- [Saved entries]:
■ ■ ■ ■ ■

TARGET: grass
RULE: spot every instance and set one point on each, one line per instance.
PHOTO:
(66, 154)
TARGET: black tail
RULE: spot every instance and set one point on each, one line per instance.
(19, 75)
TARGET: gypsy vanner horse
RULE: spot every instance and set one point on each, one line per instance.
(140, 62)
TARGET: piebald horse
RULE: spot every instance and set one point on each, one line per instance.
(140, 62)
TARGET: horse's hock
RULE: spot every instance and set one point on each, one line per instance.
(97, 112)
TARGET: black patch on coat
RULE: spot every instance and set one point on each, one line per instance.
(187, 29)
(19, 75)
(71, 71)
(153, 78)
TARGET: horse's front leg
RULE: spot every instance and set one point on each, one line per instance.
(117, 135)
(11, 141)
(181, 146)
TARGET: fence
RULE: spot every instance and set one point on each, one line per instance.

■ ■ ■ ■ ■

- [What to do]:
Copy the lines from the start of the data verbatim, stopping after the line containing "TARGET: piebald horse".

- [Expected answer]:
TARGET: grass
RULE: spot every instance and set one point on each, one line per instance.
PHOTO:
(66, 154)
TARGET: black tail
RULE: spot every instance and set one point on each, one line per instance.
(19, 75)
TARGET: gypsy vanner horse
RULE: spot every instance and set one point on each, one line per instance.
(140, 62)
TARGET: piebald horse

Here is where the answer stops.